> [PROBLEMS TO SOLVE]
1) Echo the passage on Jack Vance, reproducing everything from "Lieutenant-General John Elwood" down to "Staff in Canada.".
2) Carry on the biographical text about Jack Vance from the point where it stops.

> [SOURCE PASSAGE]

- Born: John Elwood Vance July 28, 1933 Tweed, Ontario, Canada
- Died: September 10, 2013 (aged 80) Tweed, Ontario, Canada
- Allegiance: Canada
- Branch: Canadian Army
- Service years: 1952–1988
- Rank: Lieutenant-General
- Commands: 3 Mechanized Commando; 4 Canadian Mechanized Brigade Group;
- Awards: Commander of the Order of Military Merit; Canadian Forces' Decoration;
- Children: Jonathan Vance

= Jack Vance (general) =

Vice Chief of the Defence Staff

Lieutenant-General John Elwood "Jack" Vance, (July 28, 1933 – September 10, 2013) was a Canadian Forces officer who became Vice Chief of the Defence Staff in Canada.

> [RECORDS PROVIDED]
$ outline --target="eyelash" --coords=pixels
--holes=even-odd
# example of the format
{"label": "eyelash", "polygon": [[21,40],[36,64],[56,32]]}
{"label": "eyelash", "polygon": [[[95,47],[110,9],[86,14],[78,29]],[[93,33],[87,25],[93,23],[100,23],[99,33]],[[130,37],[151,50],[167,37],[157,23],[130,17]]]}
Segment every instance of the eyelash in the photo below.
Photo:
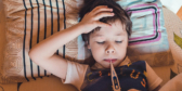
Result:
{"label": "eyelash", "polygon": [[[104,44],[105,41],[103,42],[98,42],[99,44]],[[117,43],[121,43],[122,41],[116,41]]]}

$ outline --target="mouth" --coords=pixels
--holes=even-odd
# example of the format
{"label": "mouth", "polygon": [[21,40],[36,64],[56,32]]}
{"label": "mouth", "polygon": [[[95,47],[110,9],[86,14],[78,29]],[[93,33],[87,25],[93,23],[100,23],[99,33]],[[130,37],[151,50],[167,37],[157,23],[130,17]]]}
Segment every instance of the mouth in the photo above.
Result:
{"label": "mouth", "polygon": [[117,61],[117,58],[105,58],[104,61],[105,61],[105,62],[108,62],[108,63],[110,63],[110,61],[112,61],[112,63],[114,63],[114,62]]}

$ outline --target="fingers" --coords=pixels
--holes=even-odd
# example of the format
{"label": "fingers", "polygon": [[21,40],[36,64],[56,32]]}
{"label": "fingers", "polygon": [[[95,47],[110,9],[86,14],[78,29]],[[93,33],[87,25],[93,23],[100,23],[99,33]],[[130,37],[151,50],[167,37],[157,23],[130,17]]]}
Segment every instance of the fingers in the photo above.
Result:
{"label": "fingers", "polygon": [[112,11],[113,9],[109,9],[106,5],[99,5],[90,12],[90,15],[93,16],[94,21],[98,21],[102,17],[114,16],[114,13],[112,13]]}
{"label": "fingers", "polygon": [[96,15],[100,12],[112,12],[113,9],[107,6],[96,6],[94,11],[92,11],[92,15]]}
{"label": "fingers", "polygon": [[114,16],[114,15],[115,15],[114,13],[108,13],[108,12],[100,13],[100,14],[94,16],[94,21],[98,21],[98,20],[100,20],[102,17]]}
{"label": "fingers", "polygon": [[99,5],[94,8],[91,12],[95,12],[98,9],[103,9],[103,8],[107,8],[107,5]]}
{"label": "fingers", "polygon": [[110,25],[109,24],[106,24],[106,23],[102,23],[102,22],[95,22],[95,25],[96,26],[100,26],[100,27],[110,27]]}

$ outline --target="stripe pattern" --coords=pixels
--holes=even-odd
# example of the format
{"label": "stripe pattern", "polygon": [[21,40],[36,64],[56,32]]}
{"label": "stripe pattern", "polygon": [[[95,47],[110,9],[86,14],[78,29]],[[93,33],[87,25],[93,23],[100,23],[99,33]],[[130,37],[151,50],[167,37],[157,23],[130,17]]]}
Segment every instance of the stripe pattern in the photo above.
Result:
{"label": "stripe pattern", "polygon": [[[9,27],[4,73],[1,73],[3,76],[0,82],[24,82],[49,77],[52,74],[35,64],[28,56],[28,51],[51,35],[78,23],[76,0],[4,0],[3,2]],[[57,49],[56,54],[74,61],[77,58],[77,38],[75,38]]]}

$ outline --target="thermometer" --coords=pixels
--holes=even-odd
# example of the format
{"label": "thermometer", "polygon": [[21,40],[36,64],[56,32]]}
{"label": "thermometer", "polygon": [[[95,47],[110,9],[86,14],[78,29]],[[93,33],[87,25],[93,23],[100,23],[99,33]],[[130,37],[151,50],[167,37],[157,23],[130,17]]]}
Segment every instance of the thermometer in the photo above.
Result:
{"label": "thermometer", "polygon": [[110,74],[112,74],[112,82],[113,82],[113,90],[114,91],[121,91],[120,84],[119,84],[119,80],[117,77],[117,74],[115,72],[115,68],[113,67],[113,63],[110,61]]}

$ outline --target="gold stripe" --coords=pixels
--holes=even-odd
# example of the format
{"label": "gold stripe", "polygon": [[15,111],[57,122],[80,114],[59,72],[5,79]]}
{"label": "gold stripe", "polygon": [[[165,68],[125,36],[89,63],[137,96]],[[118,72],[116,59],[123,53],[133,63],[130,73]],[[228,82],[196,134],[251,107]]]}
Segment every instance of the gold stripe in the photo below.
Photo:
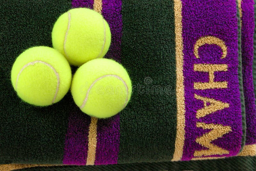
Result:
{"label": "gold stripe", "polygon": [[89,127],[89,135],[88,135],[88,152],[86,165],[94,165],[97,144],[98,121],[98,118],[91,118],[91,124]]}
{"label": "gold stripe", "polygon": [[241,7],[241,3],[242,0],[238,0],[238,9],[239,10],[239,13],[240,14],[240,18],[242,17],[242,8]]}
{"label": "gold stripe", "polygon": [[42,165],[28,164],[8,164],[0,165],[0,171],[11,171],[18,169],[36,167],[44,167],[63,166],[63,165]]}
{"label": "gold stripe", "polygon": [[192,158],[191,160],[202,160],[212,159],[224,159],[225,157],[196,157]]}
{"label": "gold stripe", "polygon": [[176,95],[177,103],[177,128],[175,151],[172,161],[180,160],[183,153],[185,137],[185,103],[183,75],[183,40],[182,37],[182,4],[174,0],[175,47],[176,60]]}
{"label": "gold stripe", "polygon": [[102,11],[102,1],[101,0],[94,0],[93,10],[100,14]]}
{"label": "gold stripe", "polygon": [[242,151],[237,155],[238,156],[256,156],[256,144],[245,146]]}
{"label": "gold stripe", "polygon": [[[102,10],[101,0],[94,0],[93,10],[101,14]],[[91,117],[91,119],[88,135],[88,151],[86,165],[94,165],[97,145],[97,122],[98,119],[94,117]]]}

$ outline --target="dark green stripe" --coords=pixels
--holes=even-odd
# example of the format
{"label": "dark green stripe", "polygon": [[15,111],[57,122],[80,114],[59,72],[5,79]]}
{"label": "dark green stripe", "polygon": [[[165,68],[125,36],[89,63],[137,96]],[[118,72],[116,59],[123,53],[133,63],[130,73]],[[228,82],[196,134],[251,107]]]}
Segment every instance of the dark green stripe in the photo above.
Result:
{"label": "dark green stripe", "polygon": [[255,171],[256,157],[236,157],[206,160],[142,163],[107,166],[44,167],[17,171]]}
{"label": "dark green stripe", "polygon": [[1,164],[62,163],[67,111],[76,106],[71,96],[48,107],[35,107],[18,97],[10,76],[15,59],[23,51],[32,46],[52,46],[53,25],[71,7],[69,0],[1,3]]}
{"label": "dark green stripe", "polygon": [[136,87],[120,114],[118,162],[170,160],[177,112],[173,2],[124,0],[122,13],[122,63]]}
{"label": "dark green stripe", "polygon": [[241,51],[241,16],[238,7],[238,2],[236,0],[236,8],[237,9],[236,16],[238,19],[238,79],[239,81],[240,91],[240,99],[241,102],[241,111],[242,115],[242,124],[243,126],[243,137],[241,142],[241,148],[239,153],[244,149],[245,143],[245,136],[246,134],[246,122],[245,121],[245,110],[244,105],[244,86],[243,84],[243,76],[242,75],[242,60]]}

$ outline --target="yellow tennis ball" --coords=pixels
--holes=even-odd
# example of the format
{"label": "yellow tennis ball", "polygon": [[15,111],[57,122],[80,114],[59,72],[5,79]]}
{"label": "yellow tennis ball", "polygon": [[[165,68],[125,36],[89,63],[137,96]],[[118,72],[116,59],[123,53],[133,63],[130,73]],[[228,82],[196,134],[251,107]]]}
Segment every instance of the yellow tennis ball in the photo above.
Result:
{"label": "yellow tennis ball", "polygon": [[60,16],[52,36],[53,47],[76,66],[102,58],[111,40],[109,27],[102,16],[85,8],[72,9]]}
{"label": "yellow tennis ball", "polygon": [[71,69],[65,57],[56,50],[34,47],[16,59],[12,69],[12,86],[24,101],[44,106],[60,100],[68,92]]}
{"label": "yellow tennis ball", "polygon": [[100,118],[122,110],[130,100],[132,89],[131,80],[124,67],[105,58],[91,61],[80,67],[71,86],[73,98],[82,111]]}

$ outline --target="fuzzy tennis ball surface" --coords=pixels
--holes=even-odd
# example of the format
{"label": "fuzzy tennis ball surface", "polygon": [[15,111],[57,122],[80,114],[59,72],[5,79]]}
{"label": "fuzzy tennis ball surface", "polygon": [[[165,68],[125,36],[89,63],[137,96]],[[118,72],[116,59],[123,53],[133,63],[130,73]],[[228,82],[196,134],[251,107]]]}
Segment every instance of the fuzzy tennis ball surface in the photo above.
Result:
{"label": "fuzzy tennis ball surface", "polygon": [[40,106],[60,100],[70,87],[71,77],[65,57],[55,49],[45,46],[24,51],[16,59],[11,74],[18,96],[29,103]]}
{"label": "fuzzy tennis ball surface", "polygon": [[132,83],[125,69],[115,61],[104,58],[80,67],[71,86],[75,102],[82,111],[100,118],[110,117],[122,110],[131,92]]}
{"label": "fuzzy tennis ball surface", "polygon": [[85,8],[72,9],[60,16],[52,36],[53,47],[76,66],[102,58],[111,40],[109,27],[102,16]]}

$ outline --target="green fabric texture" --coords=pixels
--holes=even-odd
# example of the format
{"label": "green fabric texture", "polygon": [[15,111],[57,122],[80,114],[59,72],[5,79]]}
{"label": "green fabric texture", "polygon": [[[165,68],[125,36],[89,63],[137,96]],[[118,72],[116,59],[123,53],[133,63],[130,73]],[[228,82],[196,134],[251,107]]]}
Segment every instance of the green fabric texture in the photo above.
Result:
{"label": "green fabric texture", "polygon": [[177,112],[173,11],[172,1],[122,1],[121,63],[134,87],[120,114],[118,163],[172,158]]}
{"label": "green fabric texture", "polygon": [[54,105],[32,106],[16,94],[10,73],[15,59],[23,51],[33,46],[52,46],[53,25],[71,6],[67,0],[1,3],[0,164],[62,164],[67,111],[76,106],[71,95],[69,93]]}
{"label": "green fabric texture", "polygon": [[238,157],[206,160],[142,163],[107,166],[34,167],[18,171],[254,171],[256,157]]}

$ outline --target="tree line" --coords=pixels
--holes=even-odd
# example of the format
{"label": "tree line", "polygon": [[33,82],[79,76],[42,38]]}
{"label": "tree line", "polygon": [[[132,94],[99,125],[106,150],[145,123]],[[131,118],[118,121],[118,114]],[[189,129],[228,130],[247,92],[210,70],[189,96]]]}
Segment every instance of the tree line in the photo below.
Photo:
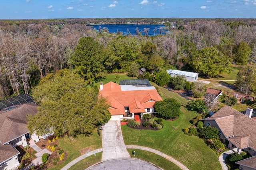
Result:
{"label": "tree line", "polygon": [[64,68],[93,84],[106,73],[142,67],[150,73],[176,68],[214,77],[230,73],[232,63],[256,61],[254,20],[173,20],[180,25],[154,36],[92,30],[82,19],[1,21],[0,97],[29,93],[42,77]]}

> [OUTPUTS]
1)
Lieutenant-General John Elwood "Jack" Vance, (July 28, 1933 – September 10, 2013) was a Canadian Forces officer who became Vice Chief of the Defence Staff in Canada.

2)
==Career==
Vance joined the Canadian Army in 1952 and graduated from the Royal Military College of Canada in 1956. He became Commanding Officer of 3 Mechanized Commando at CFB Baden-Soellingen in 1971, Deputy Chief of Staff Training in 1972, and Director Individual Training at National Defence Headquarters in 1973. He went on to be Director-General Recruiting, Education and Training in 1975, Commander of 4 Canadian Mechanized Brigade Group in 1976, and Chief of Staff Operations in 1978. After that he became Chief of Postings, Careers and Senior Appointments in 1980, Chief of Personnel in 1983, and Vice Chief of the Defence Staff in 1985 before retiring in 1988. He died in September 2013.

His son Jonathan, was Chief of the Defence Staff from 2015 to 2021.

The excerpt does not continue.